## START Material shown

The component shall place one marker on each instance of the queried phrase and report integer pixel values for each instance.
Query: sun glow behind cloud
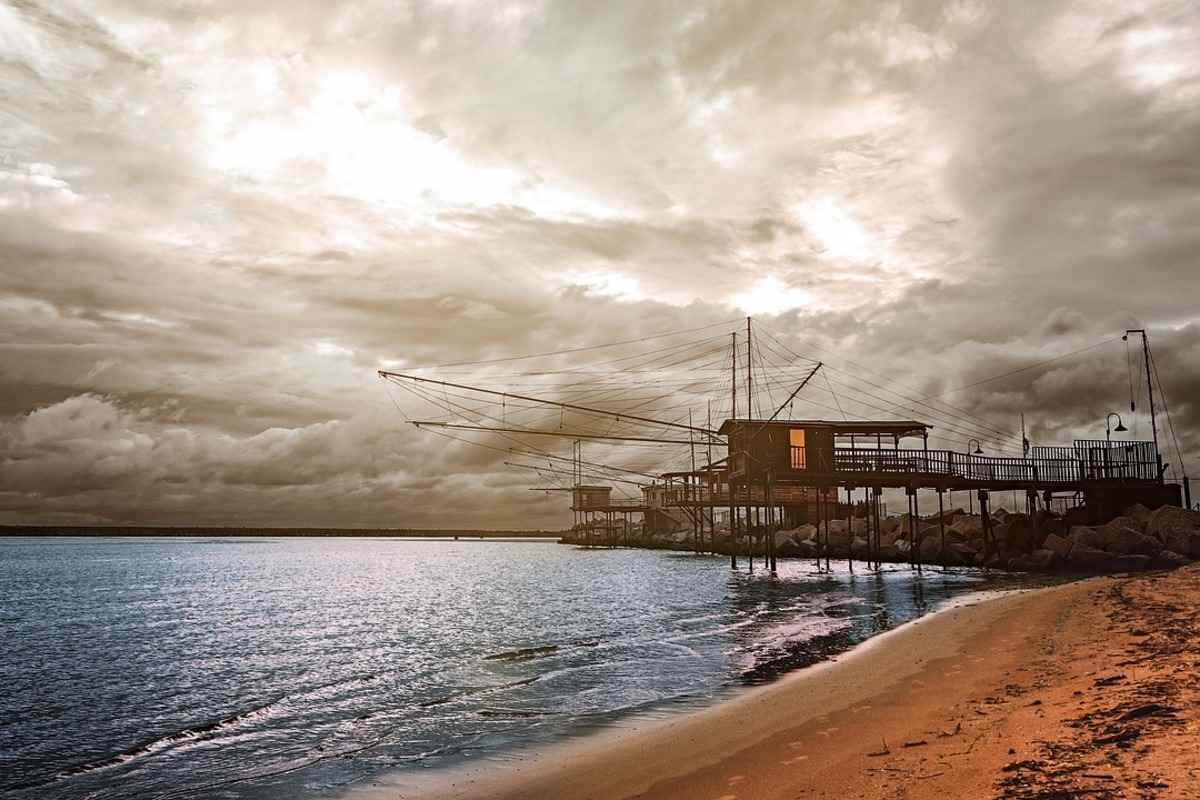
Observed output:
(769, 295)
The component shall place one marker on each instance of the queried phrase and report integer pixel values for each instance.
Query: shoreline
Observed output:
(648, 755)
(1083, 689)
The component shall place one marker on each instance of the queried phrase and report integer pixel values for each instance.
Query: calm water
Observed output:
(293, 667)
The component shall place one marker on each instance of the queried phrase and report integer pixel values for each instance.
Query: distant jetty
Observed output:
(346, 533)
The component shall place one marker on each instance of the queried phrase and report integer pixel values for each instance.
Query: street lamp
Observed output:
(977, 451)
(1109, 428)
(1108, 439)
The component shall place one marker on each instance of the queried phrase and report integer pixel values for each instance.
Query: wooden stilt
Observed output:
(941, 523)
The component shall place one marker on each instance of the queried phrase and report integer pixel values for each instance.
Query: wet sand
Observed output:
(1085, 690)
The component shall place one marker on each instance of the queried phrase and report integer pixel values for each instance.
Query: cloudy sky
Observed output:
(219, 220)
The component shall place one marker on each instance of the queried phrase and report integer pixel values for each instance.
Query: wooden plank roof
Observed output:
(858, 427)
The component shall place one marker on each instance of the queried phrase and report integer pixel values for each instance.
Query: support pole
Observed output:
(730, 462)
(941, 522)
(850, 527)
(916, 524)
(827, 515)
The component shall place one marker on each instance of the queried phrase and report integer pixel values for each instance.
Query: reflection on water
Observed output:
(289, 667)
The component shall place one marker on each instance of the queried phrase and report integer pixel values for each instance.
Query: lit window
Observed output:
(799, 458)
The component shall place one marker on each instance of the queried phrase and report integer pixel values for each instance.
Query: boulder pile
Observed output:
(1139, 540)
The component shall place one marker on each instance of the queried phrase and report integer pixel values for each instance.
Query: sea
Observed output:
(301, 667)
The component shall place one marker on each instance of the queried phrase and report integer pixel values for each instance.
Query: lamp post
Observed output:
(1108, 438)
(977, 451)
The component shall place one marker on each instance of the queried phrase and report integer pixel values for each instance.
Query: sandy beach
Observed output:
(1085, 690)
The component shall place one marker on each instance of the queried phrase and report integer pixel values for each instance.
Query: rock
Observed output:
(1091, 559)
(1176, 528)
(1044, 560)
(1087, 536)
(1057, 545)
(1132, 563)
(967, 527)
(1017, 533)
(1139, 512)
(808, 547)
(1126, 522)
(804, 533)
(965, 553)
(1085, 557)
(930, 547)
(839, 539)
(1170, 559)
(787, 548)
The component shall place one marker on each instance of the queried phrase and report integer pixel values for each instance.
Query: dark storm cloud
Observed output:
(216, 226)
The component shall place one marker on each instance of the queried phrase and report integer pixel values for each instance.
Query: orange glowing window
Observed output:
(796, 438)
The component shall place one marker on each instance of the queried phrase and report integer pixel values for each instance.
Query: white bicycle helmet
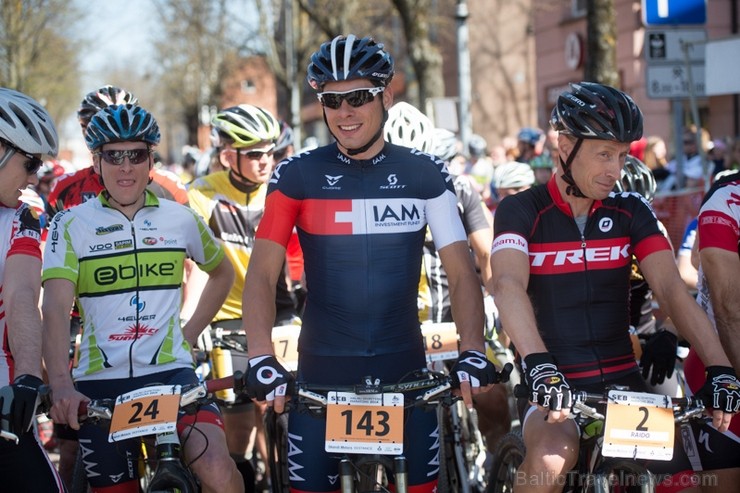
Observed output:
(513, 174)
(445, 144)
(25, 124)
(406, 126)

## END Material shown

**Problem details**
Copy every line of the data exactly as written, excluding the pictures.

**Solution**
The component shall place one marker on each instance of the queried phrase and report integer pixel values for each instance.
Query: sun glow behind cloud
Observed output:
(769, 295)
The component shall place one marker on each instance of the queried phrase and report integer pixel values for each instance.
Query: shoreline
Observed output:
(648, 755)
(1083, 689)
The component shall place one marker on each instance of the queried phrase and report integer pixel values for each instance.
Query: calm water
Observed output:
(293, 667)
The component shall place one marker on each instance of the queried phrase and report integer pixel values for each instance.
Query: distant jetty
Observed output:
(346, 533)
The component shall place one marker on each instance of the queried phrase and report integer pixel values for each instance.
Query: street lamp
Observed output:
(977, 451)
(1109, 428)
(1108, 439)
The component shall place one marker on each instance of the queried phrase and report integer pixel values for each instance.
Query: wooden stilt
Observed output:
(941, 523)
The component shall place one marker on each instance of the queried phrase and report integer pixel values for each instance.
Query: wet sand
Observed output:
(1085, 690)
The component shall place one marker on each instance of the queried phrase and report integer pixel values for each instance.
Query: cloudy sky
Observed output:
(219, 220)
The component shall place one marker on each instance of the queried phrase and report integer pixel values for each instance.
Query: wooden plank roof
Observed output:
(858, 427)
The component shall place one marker on each instance of the queried phrase and report integer pixel values for each instance.
Query: support pole
Observed output:
(730, 462)
(941, 522)
(850, 527)
(916, 524)
(827, 515)
The component shall place one marker on each instance of the queried phrase and report integer pixel values for each instance.
Query: reflection on water
Observed output:
(289, 667)
The component shall place one marker on each instance of the queried phrase and report integer pixel values for each instance.
Query: lit window
Observed output:
(799, 458)
The component shall place one marker on each instance of the queried phrase and report integer pixel values for each instance.
Query: boulder pile
Observed output:
(1139, 540)
The component shall place one marker on each instance of the queried phrase and report integer pixel values for each instance.
Query: sea
Observed output:
(301, 667)
The component shall place one marker on each instance of the queried phrase and report integer pixel values for each instance.
Query: lamp post
Observed output:
(1108, 438)
(977, 451)
The component shall place one marker on each instance of the queried phrase and report integer pixel values for each instance.
Query: sandy beach
Observed output:
(1085, 690)
The component shall place one marker on each instance of the queried phrase and report integer pixel values for each instance.
Query: rock
Observed output:
(1091, 559)
(1176, 528)
(1044, 560)
(1087, 536)
(1057, 545)
(1132, 563)
(967, 527)
(1017, 533)
(1139, 512)
(808, 547)
(1126, 522)
(804, 533)
(965, 553)
(1085, 557)
(930, 547)
(839, 539)
(1170, 559)
(787, 548)
The component shall place one marker on each instance of the queried phrase and report integer pixel values for each instance.
Query: dark storm cloud
Observed output:
(216, 226)
The component shall place one marker on each instance of the queried phrase and report integer pixel values for each instance.
Query: orange glowing window
Observed output:
(796, 438)
The component shall place one marker on each instance of the queried phrase and report integer pixel values for each instance.
Query: white bicycle helmet
Observed output:
(513, 174)
(445, 144)
(25, 124)
(406, 126)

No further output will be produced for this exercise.